- Task to carry out
Quote the passage of the CPV capsid figure captions starting with "Intracellular expression of" and going on through "h (n, ≈300).".
──────── Quoted passage
Intracellular localization of CPV capsids 10 h after injection into cytoplasm of cells in the presence or absence of drugs affecting the MT cytoskeleton. (A) Localization of capsids after cytoplasmic injection. Bars, 10 μm. (B) Percentages of cells injected with capsids showing substantial nuclear localization (n, ≈300). All experiments were performed in the presence of 0.2 mM cycloheximide, and 2.5 mg of virus/ml was used for injections. The injected capsids were detected with a specific rabbit anti-capsid IgG followed by Alexa-488-labeled anti-rabbit IgG (green), and MTs were detected with an antibody against tubulin followed by an Alexa-546-conjugated anti-mouse antibody (red).

FIG. 2.

Intracellular expression of the viral NS1 protein in infected cells or in cells microinjected with capsids. Expression of NS1 was detected with a TxR-labeled MAb against NS1 protein. (A and B) Percentage of cells showing substantial NS1 expression 10 h after viral inoculation (n, ≈300) (B) or cytoplasmic microinjection (A) with CPV capsids (n, ≈300) in the presence or absence of MT-affecting drugs. (C) Kinetics of NS1 expression in cells inoculated with virus or microinjected with capsids. The percentage of cells showing detectable amounts of NS1 protein in the nucleus or cytoplasm was determined at various times between 0 and 12 h (n, ≈300).

FIG. 3.

Intracellular localization of CPV capsids microinjected into cytoplasm along with antibodies against the motor protein dynein or kinesin. The cells were incubated for 6 h after injection, after which they were fixed and stained for capsids with rabbit polyclonal anti-capsid IgG followed by Alexa-546-conjugated goat anti-rabbit IgG (red). The presence of the injected anti-dynein MAb, the anti-kinesin MAb, and control mouse IgG was detected using Alexa-488-conjugated goat anti-mouse IgG (green).

FIG. 4.
────────────────
──────── Supplied information
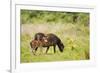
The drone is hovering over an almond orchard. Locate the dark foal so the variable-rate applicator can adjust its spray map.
[31,33,64,53]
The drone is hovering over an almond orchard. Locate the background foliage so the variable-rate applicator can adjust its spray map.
[20,10,90,63]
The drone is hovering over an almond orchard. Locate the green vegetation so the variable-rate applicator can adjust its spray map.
[20,10,90,63]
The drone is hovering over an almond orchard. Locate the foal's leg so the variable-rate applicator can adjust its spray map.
[46,46,49,54]
[32,49,35,55]
[53,45,56,53]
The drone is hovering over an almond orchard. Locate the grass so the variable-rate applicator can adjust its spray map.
[20,23,89,63]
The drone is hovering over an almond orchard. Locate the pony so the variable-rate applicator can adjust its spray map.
[30,33,64,53]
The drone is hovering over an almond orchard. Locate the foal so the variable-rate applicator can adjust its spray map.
[30,38,49,55]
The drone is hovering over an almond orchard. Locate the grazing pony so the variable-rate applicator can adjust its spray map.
[30,33,64,53]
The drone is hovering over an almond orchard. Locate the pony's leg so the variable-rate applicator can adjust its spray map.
[46,46,49,54]
[32,50,35,55]
[35,47,38,53]
[53,45,56,53]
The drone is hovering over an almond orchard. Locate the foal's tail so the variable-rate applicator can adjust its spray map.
[57,42,64,52]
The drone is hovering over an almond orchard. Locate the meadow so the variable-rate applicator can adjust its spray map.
[20,10,90,63]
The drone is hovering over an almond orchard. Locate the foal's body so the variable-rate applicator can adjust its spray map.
────────────────
- Expected answer
Intracellular expression of the viral NS1 protein in infected cells or in cells microinjected with capsids. Expression of NS1 was detected with a TxR-labeled MAb against NS1 protein. (A and B) Percentage of cells showing substantial NS1 expression 10 h after viral inoculation (n, ≈300) (B) or cytoplasmic microinjection (A) with CPV capsids (n, ≈300) in the presence or absence of MT-affecting drugs. (C) Kinetics of NS1 expression in cells inoculated with virus or microinjected with capsids. The percentage of cells showing detectable amounts of NS1 protein in the nucleus or cytoplasm was determined at various times between 0 and 12 h (n, ≈300).